→ **Your task**
Copy out the data so that nothing differs from the original.

→ **Data to examine**
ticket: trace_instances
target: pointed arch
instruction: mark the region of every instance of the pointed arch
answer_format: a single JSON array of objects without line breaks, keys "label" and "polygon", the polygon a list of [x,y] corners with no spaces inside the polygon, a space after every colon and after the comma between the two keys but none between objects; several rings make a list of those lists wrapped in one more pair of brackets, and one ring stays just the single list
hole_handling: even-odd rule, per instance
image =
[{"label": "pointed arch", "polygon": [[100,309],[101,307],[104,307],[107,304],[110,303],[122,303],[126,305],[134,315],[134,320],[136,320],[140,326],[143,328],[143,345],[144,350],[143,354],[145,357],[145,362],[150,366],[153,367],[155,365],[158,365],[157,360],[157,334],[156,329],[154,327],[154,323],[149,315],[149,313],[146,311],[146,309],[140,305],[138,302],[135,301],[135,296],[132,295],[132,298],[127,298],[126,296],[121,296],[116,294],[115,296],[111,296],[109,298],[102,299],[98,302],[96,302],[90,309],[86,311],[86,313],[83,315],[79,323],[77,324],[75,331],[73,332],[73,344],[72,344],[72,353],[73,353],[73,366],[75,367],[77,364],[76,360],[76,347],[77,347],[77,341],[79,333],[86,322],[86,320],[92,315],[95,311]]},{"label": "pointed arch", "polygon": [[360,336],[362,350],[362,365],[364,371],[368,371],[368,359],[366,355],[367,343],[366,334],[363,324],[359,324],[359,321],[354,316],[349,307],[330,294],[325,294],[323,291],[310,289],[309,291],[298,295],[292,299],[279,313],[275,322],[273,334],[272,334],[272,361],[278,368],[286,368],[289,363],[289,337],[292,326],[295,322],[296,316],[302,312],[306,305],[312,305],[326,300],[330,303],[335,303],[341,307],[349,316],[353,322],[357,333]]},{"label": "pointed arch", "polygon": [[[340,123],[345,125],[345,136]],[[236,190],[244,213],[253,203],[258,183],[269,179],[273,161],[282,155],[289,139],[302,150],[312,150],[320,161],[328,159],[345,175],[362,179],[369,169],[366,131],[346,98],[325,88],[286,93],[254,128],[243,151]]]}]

→ **Solution to this problem**
ticket: trace_instances
target: pointed arch
instruction: mark the region of every instance of the pointed arch
answer_format: a single JSON array of objects without line breaks, keys "label" and "polygon", the polygon a list of [x,y] corners with no spaces inside the polygon, a space after every colon and after the comma between the two keys but none between objects; several rings make a list of those lists wrapped in one more pair of brackets, and one ring stays just the single list
hole_handling: even-odd rule, per instance
image =
[{"label": "pointed arch", "polygon": [[100,309],[101,307],[104,307],[107,304],[110,303],[122,303],[126,305],[134,315],[134,320],[136,320],[140,326],[143,328],[143,345],[144,350],[143,354],[145,357],[145,362],[150,366],[153,367],[155,365],[158,365],[157,360],[157,334],[156,329],[154,327],[154,323],[149,315],[149,313],[146,311],[146,309],[140,305],[138,302],[135,301],[135,296],[132,295],[132,298],[127,298],[126,296],[121,296],[116,294],[115,296],[111,296],[109,298],[102,299],[98,302],[96,302],[90,309],[86,311],[86,313],[83,315],[79,323],[77,324],[75,331],[73,332],[73,344],[72,344],[72,353],[73,353],[73,366],[75,367],[77,364],[76,360],[76,347],[77,347],[77,341],[79,333],[86,322],[86,320],[92,315],[95,311]]},{"label": "pointed arch", "polygon": [[360,336],[362,350],[362,365],[364,371],[368,371],[368,359],[366,355],[367,343],[366,334],[363,324],[359,324],[359,321],[354,316],[349,307],[330,294],[325,294],[323,291],[310,289],[309,291],[298,295],[292,299],[279,313],[275,322],[273,334],[272,334],[272,361],[278,368],[286,368],[289,363],[289,337],[292,326],[295,322],[296,316],[302,312],[306,305],[312,305],[326,300],[330,303],[335,303],[341,307],[349,316],[353,322],[357,333]]},{"label": "pointed arch", "polygon": [[[340,123],[345,125],[345,136]],[[236,190],[244,213],[253,203],[258,183],[269,179],[273,161],[282,155],[289,139],[302,150],[312,150],[320,161],[328,159],[345,175],[362,179],[369,169],[366,131],[346,98],[325,88],[286,93],[254,128],[243,151]]]}]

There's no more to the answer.